Exercise aim
Format the lines of the listing below, from the line containing "Scouting task: drop one point on every instance of the man" through the line containing "151), (253, 168)]", inclusive, as a JSON list of strings with one string per line and blank lines omitted.

-- Begin Source records --

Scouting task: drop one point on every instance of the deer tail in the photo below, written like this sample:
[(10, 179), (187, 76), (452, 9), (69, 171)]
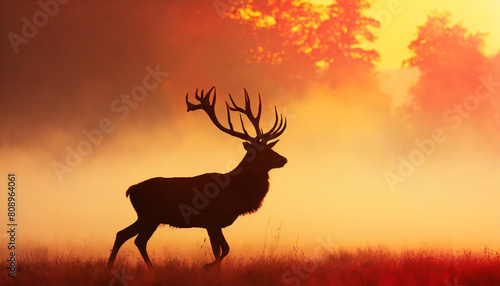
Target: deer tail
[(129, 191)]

-- End Source records --
-- Begin Source records --

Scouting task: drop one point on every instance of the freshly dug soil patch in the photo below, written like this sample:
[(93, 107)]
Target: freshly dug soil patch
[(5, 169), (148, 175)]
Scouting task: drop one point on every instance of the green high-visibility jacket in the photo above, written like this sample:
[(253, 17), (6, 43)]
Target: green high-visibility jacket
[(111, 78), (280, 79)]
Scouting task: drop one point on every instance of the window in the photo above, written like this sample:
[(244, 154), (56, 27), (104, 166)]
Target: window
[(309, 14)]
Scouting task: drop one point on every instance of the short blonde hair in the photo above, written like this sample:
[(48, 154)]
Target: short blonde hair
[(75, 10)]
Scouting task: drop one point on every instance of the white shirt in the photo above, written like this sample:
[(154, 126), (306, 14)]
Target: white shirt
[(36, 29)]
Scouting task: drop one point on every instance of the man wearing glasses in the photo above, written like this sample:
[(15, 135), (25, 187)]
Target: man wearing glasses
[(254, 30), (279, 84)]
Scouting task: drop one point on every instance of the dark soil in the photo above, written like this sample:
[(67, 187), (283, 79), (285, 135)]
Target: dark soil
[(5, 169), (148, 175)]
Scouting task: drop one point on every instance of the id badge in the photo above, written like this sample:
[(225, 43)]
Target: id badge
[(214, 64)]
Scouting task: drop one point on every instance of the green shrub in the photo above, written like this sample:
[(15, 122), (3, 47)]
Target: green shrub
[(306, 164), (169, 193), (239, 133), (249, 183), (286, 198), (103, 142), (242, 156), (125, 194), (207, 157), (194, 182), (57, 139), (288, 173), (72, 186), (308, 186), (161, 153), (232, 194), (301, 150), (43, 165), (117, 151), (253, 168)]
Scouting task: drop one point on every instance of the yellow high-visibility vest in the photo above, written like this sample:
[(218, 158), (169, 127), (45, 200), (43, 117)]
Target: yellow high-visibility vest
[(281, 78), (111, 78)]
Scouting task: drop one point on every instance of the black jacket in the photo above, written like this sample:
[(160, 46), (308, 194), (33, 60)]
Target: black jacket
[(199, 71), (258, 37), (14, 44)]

-- End Source records --

Correct response
[
  "Scouting task: drop one point on every instance of the man wearing glasses in the photo above, written like this sample:",
  "[(15, 135), (25, 187)]",
  "Target: man wearing glasses",
  "[(254, 30), (279, 84)]",
  "Scouting task: drop one point on every instance of the dark soil in the photo above, written like this sample:",
  "[(67, 187), (283, 79), (285, 135)]",
  "Target: dark soil",
  "[(5, 169), (148, 175)]",
  "Scouting task: drop one point on every instance of the id badge in the photo above, written like this sample:",
  "[(225, 43)]",
  "Target: id badge",
  "[(214, 64)]",
  "Scouting task: drop one point on every instance of the green shrub in the photo above, written like this sample:",
  "[(15, 122), (3, 47)]",
  "Target: green shrub",
  "[(306, 164), (169, 193), (239, 133), (249, 183), (286, 198), (103, 142), (242, 156), (125, 194), (207, 157), (194, 182), (57, 139), (288, 173), (72, 186), (308, 186), (161, 153), (232, 194), (301, 150), (43, 165), (117, 151), (253, 168)]"
]